Written instruction :: Rewrite the material from the line that has "the red wine" through the end, requests included, and add 106 to each coordinate in the answer points but not to the sample points under each request. Give back only those lines.

Material for this exercise ::
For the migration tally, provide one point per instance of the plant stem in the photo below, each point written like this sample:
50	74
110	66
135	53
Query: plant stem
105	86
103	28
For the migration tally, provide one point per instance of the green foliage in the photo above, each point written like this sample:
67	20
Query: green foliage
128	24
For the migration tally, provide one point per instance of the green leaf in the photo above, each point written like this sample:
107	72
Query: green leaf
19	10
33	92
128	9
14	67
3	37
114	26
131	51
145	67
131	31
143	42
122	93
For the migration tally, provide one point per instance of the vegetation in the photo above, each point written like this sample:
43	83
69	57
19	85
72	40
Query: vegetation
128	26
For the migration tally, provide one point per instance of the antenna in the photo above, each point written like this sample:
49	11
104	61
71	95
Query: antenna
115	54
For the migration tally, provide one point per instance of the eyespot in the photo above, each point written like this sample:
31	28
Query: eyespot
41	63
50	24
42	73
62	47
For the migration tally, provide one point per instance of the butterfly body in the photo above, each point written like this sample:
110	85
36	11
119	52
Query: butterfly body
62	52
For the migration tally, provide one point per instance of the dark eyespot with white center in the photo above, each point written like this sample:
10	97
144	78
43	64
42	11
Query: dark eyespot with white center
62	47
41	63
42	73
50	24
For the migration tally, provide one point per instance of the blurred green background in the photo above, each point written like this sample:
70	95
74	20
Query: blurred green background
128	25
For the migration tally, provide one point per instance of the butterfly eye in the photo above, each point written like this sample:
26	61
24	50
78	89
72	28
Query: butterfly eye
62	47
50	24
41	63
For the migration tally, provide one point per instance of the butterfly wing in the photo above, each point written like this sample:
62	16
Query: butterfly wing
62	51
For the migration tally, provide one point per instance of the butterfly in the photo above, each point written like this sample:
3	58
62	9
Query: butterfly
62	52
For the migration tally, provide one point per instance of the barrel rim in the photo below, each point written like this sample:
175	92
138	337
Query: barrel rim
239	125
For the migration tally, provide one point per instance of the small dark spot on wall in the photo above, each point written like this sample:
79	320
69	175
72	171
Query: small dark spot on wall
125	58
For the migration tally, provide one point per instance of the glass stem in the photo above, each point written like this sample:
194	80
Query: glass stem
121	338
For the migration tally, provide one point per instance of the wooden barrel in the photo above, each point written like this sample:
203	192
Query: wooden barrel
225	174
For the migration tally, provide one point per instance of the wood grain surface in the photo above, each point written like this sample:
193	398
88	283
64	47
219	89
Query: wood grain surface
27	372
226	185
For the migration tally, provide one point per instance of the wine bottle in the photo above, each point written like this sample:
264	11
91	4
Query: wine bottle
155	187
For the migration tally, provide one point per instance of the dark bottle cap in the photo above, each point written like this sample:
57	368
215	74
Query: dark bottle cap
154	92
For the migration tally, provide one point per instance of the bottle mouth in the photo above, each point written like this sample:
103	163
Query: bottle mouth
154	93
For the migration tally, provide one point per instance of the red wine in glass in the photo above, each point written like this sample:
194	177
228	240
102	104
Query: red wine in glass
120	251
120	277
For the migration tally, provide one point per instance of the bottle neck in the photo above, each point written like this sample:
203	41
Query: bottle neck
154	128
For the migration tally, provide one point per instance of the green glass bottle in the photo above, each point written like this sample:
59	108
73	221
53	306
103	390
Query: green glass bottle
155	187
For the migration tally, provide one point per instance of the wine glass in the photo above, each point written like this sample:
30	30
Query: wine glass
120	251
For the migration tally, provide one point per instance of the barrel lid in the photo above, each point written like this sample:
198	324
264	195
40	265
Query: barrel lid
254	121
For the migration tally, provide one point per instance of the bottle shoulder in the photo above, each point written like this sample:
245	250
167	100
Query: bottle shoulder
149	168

The result ::
For the migration tally, provide one point per instance of the red wine in glass in the photo above, each point written like this sample:
194	177
228	240
102	104
Query: red wine in glass
226	357
226	383
For the migration tally, provide one point per instance of the bottle neck in the photo above, each point written like this sample:
203	41
Query: bottle neck
260	234
For the migration tally, provide one point per instance of the green glass bottle in the photo above, each point written like this sample:
59	108
73	221
53	306
103	390
Query: green glass bottle
261	293
For the migration tally, provide one point per instance of the wine glass in the photo above, each point written like this sample:
30	30
Query: wine glass
226	357
For the migration tally, provide one point per instance of the barrel lid in the photo above, each point written like this sample:
198	324
264	195
40	265
Query: barrel lid
360	227
For the migration tally, provide one point per instance of the bottle shoulder in the photo above, each point written like this sample:
245	250
167	100
Query: bottle shoulder
255	274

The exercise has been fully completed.